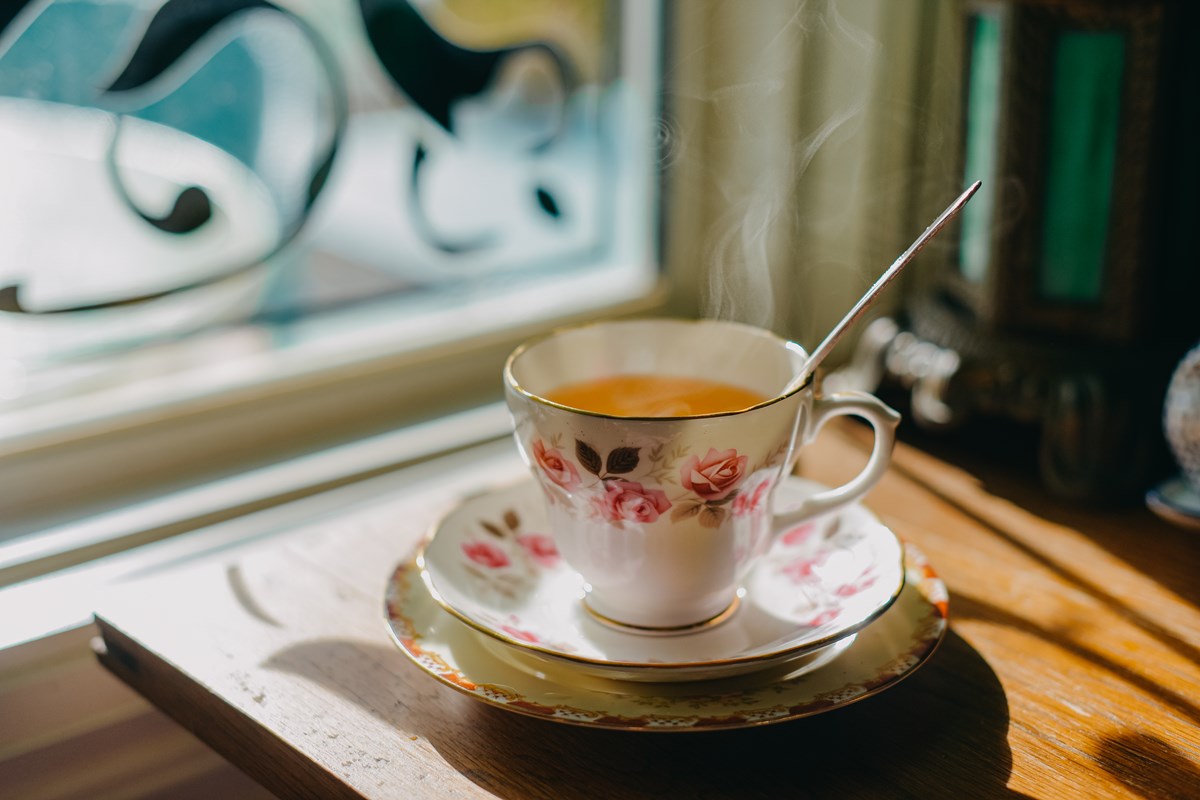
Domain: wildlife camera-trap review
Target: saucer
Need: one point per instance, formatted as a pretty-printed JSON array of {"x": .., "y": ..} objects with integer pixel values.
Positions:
[
  {"x": 875, "y": 660},
  {"x": 1176, "y": 501},
  {"x": 491, "y": 564}
]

● ● ● ● ●

== TASK GOAL ==
Render the listing above as a numbered list, skipping any blank lines and leaving the pictures out.

== WRITTEN SOLUTION ==
1. Domain: wildlife camera-trap review
2. Target: saucer
3. Need: one point per instance, formatted as a pretty-printed JSON array of {"x": .., "y": ..} objects with integer pixel values.
4. Positions:
5. [
6.   {"x": 875, "y": 660},
7.   {"x": 1176, "y": 501},
8.   {"x": 491, "y": 564}
9. ]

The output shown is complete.